[TO DO]: Render the material below as a two-column CSV with the headers "request" and "answer" and one row per request. Put each request's text and its answer in a single quoted field, replacing any line breaks with spaces.

┌─ INFORMATION SUPPLIED

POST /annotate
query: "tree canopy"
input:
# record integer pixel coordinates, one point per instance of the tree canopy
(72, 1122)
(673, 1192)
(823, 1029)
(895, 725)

└─

[EXERCISE ANSWER]:
request,answer
"POST /annotate query: ""tree canopy"" input: # record integer pixel coordinates, one point per instance of the tree canopy","(72, 1122) (673, 1192) (823, 1029) (895, 725)"